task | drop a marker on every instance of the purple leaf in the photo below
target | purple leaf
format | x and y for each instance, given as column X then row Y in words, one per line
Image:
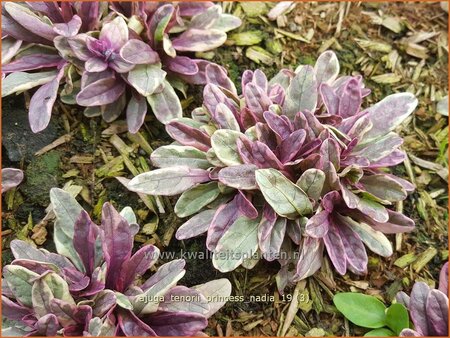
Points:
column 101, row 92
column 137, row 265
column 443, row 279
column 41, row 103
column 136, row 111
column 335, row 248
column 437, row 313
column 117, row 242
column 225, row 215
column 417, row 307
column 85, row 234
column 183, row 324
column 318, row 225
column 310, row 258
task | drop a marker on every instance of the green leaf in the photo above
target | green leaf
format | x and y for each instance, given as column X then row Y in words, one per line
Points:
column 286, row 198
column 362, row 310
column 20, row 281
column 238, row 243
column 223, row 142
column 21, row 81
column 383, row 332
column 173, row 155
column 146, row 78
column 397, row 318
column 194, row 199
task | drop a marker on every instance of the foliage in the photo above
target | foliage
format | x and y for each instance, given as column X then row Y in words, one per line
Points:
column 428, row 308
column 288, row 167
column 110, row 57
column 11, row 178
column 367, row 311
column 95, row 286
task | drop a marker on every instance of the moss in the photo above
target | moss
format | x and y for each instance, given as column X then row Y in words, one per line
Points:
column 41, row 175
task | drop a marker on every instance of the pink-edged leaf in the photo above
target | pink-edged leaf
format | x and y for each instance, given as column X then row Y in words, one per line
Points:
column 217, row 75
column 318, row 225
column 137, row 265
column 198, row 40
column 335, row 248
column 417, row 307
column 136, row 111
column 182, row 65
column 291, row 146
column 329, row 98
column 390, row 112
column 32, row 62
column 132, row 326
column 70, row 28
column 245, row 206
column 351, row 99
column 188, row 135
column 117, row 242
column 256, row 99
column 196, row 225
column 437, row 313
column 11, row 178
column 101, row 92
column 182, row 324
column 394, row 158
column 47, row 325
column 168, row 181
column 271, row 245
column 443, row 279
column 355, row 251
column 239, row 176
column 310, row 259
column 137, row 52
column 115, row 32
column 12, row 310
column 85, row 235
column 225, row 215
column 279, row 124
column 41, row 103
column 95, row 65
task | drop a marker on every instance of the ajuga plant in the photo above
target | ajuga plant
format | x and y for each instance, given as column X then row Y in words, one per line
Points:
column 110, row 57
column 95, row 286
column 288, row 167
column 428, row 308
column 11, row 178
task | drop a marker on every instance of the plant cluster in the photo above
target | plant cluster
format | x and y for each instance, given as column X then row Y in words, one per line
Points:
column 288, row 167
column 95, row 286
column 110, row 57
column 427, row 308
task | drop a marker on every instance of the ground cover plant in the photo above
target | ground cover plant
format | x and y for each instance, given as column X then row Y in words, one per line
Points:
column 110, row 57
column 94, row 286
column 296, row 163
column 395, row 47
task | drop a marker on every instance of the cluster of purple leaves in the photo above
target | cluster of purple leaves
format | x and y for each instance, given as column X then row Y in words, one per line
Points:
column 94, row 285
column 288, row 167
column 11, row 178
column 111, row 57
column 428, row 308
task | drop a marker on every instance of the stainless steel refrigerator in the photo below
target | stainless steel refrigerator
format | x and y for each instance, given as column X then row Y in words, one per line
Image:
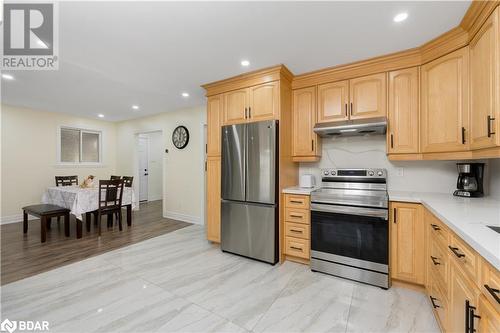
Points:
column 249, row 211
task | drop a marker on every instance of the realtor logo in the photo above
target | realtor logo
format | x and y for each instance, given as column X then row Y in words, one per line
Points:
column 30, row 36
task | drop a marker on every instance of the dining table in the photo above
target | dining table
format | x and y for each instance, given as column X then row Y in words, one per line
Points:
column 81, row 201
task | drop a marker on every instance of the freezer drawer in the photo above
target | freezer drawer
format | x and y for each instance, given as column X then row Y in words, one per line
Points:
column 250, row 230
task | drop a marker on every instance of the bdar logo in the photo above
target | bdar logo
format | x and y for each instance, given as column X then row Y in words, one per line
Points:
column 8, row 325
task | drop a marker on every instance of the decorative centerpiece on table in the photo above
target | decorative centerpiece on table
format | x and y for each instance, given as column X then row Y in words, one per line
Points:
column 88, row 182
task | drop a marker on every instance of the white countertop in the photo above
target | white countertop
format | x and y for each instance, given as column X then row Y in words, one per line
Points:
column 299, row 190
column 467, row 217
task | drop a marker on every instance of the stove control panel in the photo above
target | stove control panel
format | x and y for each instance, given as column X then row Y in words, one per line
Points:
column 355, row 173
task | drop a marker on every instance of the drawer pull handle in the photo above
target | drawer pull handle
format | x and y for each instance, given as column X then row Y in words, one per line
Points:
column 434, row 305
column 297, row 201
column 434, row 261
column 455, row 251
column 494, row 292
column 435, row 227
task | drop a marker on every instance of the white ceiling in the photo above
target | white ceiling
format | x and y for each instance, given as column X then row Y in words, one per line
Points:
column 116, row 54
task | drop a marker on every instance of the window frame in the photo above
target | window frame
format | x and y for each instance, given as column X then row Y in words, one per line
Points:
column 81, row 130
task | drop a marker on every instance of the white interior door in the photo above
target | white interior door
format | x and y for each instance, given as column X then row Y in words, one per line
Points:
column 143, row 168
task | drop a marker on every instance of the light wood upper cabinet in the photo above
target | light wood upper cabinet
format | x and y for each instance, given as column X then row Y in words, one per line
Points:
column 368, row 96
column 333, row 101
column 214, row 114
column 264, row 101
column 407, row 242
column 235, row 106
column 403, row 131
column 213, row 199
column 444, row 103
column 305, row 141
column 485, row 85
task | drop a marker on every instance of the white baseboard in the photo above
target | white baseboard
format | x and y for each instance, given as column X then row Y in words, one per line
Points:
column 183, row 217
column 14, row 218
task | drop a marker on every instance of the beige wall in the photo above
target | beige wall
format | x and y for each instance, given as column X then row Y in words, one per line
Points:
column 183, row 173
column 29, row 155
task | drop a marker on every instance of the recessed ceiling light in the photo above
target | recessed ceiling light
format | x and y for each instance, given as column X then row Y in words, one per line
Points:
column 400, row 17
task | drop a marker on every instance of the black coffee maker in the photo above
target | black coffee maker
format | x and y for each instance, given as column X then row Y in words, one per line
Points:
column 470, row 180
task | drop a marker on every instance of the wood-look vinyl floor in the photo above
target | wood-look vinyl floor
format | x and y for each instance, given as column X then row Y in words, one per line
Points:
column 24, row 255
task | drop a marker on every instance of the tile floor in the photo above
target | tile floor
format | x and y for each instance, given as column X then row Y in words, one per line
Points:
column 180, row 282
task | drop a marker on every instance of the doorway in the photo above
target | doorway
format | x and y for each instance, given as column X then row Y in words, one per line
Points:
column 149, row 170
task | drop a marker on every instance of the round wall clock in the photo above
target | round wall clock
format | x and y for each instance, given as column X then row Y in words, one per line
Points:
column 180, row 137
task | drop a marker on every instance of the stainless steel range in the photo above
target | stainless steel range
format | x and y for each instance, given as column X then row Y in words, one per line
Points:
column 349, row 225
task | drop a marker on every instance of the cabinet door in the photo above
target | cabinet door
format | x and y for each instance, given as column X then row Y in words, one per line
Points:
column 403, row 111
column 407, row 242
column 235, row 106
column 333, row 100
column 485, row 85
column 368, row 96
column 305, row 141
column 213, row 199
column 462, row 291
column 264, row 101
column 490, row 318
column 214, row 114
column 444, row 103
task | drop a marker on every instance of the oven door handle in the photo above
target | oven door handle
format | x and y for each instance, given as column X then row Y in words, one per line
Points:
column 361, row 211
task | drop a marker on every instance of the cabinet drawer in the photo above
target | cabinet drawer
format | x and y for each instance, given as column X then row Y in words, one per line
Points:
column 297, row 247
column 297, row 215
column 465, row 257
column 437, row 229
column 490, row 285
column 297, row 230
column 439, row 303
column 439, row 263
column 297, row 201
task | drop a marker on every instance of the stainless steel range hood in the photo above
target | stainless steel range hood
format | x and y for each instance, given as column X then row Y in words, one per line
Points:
---
#### [ACTION ITEM]
Go through the data above and tally every line that includes "light". State only the total.

#### [REPLY]
4